**Task directions**. Reproduce the records in full, requests included, starting at the line that has "the man wearing" and stopping after the line that has "[(267, 94), (225, 96)]". Shift every coordinate in the answers by -68, and leave the requests and their format samples unchanged.
— Begin Records provided —
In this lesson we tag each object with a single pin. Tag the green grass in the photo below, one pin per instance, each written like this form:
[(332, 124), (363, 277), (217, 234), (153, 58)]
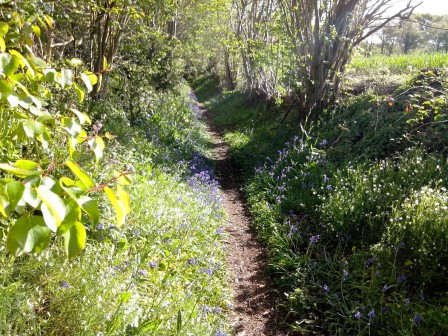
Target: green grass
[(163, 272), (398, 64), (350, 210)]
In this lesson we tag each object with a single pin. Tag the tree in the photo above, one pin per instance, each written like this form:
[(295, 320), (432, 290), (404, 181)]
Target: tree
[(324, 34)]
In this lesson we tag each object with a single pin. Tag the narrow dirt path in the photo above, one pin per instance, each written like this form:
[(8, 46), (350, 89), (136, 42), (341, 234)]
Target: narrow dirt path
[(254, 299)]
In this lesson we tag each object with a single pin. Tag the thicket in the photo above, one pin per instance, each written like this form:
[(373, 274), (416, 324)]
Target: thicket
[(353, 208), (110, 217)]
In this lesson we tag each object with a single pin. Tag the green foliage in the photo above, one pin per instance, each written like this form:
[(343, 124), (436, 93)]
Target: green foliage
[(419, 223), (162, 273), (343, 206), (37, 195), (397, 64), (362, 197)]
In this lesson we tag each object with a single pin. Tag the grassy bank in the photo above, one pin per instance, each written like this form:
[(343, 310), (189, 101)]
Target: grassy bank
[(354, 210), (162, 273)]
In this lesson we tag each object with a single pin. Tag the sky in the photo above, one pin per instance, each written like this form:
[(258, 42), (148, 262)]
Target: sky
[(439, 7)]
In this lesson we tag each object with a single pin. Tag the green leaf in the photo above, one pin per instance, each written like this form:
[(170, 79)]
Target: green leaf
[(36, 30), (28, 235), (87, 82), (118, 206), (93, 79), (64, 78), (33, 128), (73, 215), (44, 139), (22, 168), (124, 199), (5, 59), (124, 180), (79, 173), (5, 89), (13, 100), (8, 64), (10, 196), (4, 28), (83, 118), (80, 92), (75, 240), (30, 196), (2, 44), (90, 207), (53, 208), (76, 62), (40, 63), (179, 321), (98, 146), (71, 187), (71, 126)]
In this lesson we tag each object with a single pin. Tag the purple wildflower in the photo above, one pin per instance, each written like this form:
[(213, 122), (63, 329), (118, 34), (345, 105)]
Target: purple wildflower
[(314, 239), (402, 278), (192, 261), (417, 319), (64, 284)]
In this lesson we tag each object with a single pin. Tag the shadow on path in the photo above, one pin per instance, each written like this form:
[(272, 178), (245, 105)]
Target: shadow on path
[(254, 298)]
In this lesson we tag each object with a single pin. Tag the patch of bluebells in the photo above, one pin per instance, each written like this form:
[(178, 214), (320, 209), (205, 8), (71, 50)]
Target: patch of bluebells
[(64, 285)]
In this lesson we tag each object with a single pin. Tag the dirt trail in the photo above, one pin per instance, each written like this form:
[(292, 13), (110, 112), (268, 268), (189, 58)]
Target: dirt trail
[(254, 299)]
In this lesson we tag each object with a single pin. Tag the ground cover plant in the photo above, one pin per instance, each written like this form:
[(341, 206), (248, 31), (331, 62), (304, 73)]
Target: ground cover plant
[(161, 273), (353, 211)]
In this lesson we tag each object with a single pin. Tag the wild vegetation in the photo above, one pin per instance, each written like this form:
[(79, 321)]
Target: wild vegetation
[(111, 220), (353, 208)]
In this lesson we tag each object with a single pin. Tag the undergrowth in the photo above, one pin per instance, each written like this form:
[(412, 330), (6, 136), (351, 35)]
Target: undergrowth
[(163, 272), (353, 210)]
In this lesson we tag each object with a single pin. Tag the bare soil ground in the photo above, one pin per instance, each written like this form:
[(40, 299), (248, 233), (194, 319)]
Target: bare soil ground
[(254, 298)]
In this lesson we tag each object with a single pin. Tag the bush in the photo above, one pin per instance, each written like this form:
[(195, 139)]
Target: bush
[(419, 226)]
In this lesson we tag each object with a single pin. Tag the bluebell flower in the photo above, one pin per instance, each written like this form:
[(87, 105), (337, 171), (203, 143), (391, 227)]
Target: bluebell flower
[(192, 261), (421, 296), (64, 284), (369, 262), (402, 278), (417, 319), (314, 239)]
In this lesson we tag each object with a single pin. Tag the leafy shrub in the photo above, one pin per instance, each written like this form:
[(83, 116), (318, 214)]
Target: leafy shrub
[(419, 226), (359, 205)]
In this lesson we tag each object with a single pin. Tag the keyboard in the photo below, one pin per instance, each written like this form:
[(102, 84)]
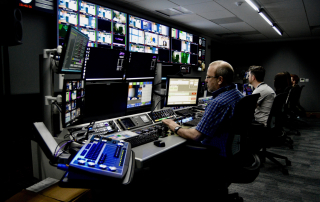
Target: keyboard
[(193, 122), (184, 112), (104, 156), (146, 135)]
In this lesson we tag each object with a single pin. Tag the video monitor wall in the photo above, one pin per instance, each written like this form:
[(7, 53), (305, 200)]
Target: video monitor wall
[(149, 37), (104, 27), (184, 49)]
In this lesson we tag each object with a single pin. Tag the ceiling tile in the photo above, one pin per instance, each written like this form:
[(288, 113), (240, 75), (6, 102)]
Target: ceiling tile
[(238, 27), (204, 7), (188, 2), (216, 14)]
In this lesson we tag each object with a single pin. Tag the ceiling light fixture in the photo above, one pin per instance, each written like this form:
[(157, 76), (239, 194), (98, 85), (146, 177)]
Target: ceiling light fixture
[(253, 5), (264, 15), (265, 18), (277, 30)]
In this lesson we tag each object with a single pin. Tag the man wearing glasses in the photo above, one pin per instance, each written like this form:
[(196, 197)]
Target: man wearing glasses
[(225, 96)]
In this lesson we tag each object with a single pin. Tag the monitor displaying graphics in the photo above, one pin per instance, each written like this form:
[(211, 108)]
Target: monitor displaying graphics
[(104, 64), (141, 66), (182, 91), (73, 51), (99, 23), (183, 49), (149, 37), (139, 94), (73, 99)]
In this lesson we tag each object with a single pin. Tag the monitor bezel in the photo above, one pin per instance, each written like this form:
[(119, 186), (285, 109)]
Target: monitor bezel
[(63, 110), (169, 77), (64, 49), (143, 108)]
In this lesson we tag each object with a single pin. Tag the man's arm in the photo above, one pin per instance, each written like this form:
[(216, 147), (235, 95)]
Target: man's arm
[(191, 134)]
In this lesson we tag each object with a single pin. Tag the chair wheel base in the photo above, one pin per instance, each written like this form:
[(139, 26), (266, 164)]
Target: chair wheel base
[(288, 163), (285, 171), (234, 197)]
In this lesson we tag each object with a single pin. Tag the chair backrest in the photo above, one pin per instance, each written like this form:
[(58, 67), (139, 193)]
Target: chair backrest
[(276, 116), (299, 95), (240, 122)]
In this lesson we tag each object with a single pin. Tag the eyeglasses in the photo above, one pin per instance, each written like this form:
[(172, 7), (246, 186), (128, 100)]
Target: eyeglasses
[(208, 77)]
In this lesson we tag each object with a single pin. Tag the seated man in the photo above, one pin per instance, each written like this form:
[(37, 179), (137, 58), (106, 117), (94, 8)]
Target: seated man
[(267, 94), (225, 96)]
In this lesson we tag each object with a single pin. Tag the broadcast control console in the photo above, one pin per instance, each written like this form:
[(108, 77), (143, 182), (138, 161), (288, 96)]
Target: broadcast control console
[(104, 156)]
— End Records provided —
— Begin Records provided —
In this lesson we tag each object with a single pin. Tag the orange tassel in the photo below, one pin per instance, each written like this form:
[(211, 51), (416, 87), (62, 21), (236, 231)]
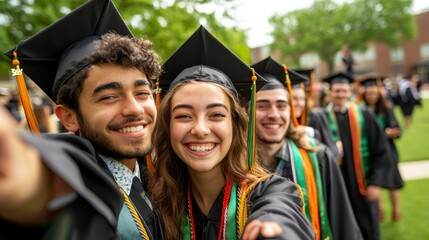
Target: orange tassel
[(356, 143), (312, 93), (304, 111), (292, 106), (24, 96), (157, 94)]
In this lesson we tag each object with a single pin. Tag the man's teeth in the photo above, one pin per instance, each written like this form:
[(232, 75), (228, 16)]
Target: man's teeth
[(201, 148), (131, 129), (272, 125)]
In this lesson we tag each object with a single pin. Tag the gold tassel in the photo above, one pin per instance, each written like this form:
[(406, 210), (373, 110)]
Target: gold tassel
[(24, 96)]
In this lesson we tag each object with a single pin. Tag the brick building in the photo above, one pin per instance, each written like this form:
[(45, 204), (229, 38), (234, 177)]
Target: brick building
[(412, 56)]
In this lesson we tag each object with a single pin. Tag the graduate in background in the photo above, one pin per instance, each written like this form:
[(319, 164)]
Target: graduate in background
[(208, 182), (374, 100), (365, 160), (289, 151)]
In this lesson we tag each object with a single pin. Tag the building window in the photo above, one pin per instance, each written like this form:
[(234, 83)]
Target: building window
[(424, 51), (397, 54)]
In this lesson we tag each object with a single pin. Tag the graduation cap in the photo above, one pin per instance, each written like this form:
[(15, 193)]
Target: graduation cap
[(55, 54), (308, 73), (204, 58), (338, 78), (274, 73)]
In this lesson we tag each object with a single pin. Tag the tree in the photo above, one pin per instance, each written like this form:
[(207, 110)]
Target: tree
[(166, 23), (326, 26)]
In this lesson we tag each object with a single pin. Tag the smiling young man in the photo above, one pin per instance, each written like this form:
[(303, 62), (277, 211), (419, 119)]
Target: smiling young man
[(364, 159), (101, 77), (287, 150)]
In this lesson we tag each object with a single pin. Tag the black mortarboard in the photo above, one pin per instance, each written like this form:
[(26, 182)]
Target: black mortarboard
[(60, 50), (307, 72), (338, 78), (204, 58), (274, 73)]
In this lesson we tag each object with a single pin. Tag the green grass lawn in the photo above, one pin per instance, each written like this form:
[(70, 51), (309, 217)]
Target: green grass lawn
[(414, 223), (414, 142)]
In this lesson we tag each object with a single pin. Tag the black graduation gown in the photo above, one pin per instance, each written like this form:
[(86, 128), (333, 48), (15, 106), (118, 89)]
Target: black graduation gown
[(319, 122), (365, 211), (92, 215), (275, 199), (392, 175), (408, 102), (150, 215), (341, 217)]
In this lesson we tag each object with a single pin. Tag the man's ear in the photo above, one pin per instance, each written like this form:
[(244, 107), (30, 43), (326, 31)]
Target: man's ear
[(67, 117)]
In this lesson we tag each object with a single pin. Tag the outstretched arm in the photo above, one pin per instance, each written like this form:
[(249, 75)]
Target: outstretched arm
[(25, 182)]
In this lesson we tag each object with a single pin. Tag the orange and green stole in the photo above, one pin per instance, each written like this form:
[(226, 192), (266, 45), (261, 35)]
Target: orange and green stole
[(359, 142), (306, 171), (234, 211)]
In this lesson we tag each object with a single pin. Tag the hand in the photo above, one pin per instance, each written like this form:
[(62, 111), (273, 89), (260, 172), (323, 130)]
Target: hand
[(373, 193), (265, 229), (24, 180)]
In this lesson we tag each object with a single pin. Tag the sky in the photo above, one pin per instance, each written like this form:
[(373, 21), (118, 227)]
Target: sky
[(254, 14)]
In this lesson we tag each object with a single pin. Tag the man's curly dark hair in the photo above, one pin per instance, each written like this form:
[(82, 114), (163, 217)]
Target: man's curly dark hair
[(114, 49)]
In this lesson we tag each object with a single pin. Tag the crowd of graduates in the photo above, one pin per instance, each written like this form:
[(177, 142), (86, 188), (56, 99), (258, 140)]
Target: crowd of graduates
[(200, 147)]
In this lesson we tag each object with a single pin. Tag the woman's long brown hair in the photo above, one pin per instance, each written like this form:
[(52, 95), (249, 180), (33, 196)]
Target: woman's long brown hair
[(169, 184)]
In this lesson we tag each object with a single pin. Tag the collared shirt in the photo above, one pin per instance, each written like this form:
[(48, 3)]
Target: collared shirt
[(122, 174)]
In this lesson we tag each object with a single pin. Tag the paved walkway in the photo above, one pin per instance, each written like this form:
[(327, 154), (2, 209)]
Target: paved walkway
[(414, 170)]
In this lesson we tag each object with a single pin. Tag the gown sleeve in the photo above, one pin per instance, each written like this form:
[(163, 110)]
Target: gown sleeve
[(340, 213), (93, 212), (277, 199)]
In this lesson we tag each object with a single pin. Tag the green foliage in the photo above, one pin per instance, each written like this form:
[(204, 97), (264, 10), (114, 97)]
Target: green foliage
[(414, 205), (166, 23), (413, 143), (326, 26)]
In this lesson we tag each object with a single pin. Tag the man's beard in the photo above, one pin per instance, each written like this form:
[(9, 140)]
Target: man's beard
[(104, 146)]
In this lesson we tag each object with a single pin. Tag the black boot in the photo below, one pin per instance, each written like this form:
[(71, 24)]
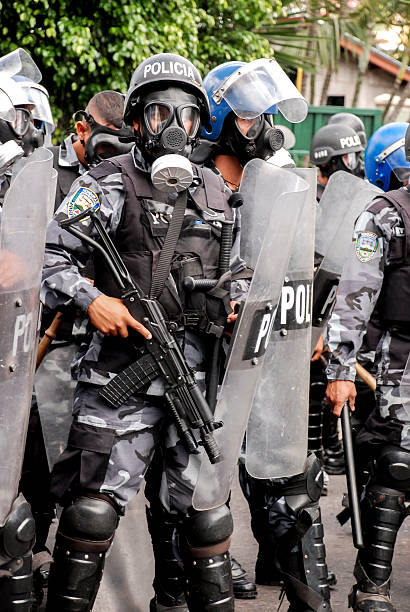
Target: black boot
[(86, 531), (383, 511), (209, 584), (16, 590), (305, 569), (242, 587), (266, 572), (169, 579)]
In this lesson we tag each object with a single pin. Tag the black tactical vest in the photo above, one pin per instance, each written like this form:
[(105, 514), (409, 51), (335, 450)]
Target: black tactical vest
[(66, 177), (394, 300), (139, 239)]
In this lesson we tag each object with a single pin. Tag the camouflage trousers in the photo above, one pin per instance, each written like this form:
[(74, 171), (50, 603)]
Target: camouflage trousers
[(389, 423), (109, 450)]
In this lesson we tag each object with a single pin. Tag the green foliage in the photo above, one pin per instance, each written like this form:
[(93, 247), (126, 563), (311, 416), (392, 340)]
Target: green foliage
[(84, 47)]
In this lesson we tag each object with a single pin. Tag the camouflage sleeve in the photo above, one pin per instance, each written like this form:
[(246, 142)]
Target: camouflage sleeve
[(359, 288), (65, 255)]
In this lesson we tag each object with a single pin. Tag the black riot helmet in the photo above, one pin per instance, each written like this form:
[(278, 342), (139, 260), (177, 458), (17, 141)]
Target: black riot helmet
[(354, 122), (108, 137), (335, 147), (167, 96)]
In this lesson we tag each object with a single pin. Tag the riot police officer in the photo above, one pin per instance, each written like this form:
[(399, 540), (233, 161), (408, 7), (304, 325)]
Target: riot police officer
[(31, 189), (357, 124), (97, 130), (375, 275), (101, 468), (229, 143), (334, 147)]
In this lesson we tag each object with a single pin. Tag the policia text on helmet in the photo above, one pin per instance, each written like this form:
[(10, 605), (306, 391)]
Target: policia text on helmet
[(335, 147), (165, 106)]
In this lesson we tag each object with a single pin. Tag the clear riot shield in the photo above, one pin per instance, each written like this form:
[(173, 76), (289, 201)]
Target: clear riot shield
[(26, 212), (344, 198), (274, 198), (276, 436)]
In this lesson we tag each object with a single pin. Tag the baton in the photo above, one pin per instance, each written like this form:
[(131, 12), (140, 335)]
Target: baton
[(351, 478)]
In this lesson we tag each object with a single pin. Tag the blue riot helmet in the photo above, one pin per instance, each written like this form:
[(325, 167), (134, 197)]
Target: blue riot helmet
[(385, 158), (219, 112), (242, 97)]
— End Records provided —
— Begin Records provided —
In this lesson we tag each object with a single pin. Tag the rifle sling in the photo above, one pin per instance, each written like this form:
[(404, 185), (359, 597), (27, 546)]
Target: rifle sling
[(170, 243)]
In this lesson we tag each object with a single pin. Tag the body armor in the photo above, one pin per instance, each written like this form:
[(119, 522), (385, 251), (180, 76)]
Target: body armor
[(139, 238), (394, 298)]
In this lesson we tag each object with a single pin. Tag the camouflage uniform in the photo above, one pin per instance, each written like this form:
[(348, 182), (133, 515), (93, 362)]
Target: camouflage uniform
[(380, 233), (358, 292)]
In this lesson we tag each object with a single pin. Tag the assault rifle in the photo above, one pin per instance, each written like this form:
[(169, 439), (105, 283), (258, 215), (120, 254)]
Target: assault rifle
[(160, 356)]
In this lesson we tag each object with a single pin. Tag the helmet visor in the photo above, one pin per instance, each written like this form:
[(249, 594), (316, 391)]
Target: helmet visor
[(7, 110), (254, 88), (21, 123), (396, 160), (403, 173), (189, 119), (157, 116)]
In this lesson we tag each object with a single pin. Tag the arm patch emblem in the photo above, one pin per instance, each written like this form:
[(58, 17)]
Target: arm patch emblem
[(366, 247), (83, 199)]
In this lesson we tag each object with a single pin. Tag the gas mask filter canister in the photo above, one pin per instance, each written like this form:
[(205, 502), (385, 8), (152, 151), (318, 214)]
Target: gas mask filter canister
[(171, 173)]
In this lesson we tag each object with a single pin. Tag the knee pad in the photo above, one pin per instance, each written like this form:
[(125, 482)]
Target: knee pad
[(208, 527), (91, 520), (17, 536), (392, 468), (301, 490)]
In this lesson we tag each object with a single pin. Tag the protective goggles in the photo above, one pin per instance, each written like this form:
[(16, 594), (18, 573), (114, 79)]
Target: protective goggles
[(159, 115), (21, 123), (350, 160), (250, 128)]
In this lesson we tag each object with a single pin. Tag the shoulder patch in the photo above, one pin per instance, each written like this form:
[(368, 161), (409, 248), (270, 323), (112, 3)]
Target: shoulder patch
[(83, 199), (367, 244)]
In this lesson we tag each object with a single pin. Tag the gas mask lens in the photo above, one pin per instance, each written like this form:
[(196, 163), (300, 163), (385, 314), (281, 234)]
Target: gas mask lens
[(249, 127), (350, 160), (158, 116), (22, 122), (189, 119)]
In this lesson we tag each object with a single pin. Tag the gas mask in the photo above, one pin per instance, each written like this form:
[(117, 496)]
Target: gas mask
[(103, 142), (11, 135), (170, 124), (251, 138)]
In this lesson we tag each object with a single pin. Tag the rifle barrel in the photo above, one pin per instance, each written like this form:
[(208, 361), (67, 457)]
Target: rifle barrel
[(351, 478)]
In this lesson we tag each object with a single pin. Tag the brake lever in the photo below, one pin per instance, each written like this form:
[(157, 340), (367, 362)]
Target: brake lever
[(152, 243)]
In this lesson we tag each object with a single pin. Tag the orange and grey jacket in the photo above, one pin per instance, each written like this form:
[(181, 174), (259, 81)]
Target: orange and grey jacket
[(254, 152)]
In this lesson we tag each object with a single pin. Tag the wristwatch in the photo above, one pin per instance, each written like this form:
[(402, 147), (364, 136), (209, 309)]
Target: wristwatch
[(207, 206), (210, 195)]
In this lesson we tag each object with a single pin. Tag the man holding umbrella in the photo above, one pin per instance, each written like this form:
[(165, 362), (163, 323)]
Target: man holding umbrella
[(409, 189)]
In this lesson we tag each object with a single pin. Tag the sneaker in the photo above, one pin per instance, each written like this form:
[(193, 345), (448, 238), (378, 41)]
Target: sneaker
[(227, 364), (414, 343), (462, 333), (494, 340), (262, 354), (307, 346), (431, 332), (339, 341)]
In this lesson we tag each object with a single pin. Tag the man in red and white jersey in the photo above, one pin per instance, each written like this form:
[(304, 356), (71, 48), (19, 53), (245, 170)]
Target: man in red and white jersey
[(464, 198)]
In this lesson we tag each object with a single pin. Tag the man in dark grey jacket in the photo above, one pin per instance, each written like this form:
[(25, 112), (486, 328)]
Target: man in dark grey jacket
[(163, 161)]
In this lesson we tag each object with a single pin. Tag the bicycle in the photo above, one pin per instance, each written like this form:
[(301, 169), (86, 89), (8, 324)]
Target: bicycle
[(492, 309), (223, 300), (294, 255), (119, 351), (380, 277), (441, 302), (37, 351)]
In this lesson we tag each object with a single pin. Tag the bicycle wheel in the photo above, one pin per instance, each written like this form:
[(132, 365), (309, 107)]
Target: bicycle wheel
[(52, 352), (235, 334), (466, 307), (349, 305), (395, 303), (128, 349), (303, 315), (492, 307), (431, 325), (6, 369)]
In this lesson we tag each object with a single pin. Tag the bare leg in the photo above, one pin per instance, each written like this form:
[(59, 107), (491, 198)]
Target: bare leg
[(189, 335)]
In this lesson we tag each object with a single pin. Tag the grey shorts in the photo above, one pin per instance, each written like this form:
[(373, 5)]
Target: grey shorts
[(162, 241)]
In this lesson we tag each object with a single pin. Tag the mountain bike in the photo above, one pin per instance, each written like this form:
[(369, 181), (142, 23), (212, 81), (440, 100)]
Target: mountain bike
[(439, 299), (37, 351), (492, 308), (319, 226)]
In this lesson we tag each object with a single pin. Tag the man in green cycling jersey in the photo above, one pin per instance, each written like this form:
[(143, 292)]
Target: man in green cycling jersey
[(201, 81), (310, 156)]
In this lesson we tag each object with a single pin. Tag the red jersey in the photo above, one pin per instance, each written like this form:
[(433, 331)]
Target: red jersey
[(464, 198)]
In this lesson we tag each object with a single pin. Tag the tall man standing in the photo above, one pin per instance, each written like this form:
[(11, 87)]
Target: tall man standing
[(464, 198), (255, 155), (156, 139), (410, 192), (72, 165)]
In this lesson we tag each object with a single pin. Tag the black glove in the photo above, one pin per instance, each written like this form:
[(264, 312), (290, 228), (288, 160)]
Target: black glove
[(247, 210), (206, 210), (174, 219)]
— End Records provided —
**Result below**.
In this lesson we tag each object with a single pin. Tag the man wearing glasses in the photo above, one pin per instance, each written like this form:
[(196, 197)]
Target: man wearing glasses
[(157, 28)]
In this lesson we tag each object with a single pin. Tag the monitor displaying graphics in the photo above, one pin per instance, each written like this form:
[(211, 108)]
Target: monitor displaying graphics
[(36, -4), (73, -2), (114, 23), (5, -17), (31, -45), (115, -19), (81, -31), (71, 26), (5, 31)]
In this lesson we tag each object with a single pin. Tag the monitor bezel in the photo above, one pin per instance, each written like this form:
[(119, 186), (285, 109)]
Target: monitor bezel
[(-5, 42), (101, 9), (-4, -19), (75, 40)]
In this lesson we tag each object with a single pin. Tag the man's arm in the photo above, one pin per instance, each written like this form:
[(216, 147), (235, 95)]
Target: man's arm
[(123, 66)]
In this lesson we tag each object with a single pin. Tag the chair wheel base in the photo above, one pin per instance, each written like this form:
[(139, 26), (266, 164)]
Target: chair wheel base
[(220, 95), (217, 103), (166, 129)]
In this lesson we tag each object with a single pin. Tag the chair backrest in the photo above, one pin per instance, each written like this form:
[(58, 67), (139, 193)]
Target: chair backrest
[(208, 48), (231, 27), (172, 54)]
In this lesson we tag each object with a single pin. Tag the eyeglasses in the photo above, one pin per instance, each written like this form:
[(172, 7), (246, 186), (128, 100)]
Target: eyeglasses
[(140, 9)]
In this lesson we tag each object with a single pin. Tag the seated man in the photo above, one pin per instance, each written like this form:
[(37, 179), (137, 58), (106, 117), (94, 8)]
Target: seated man
[(199, 26), (157, 28)]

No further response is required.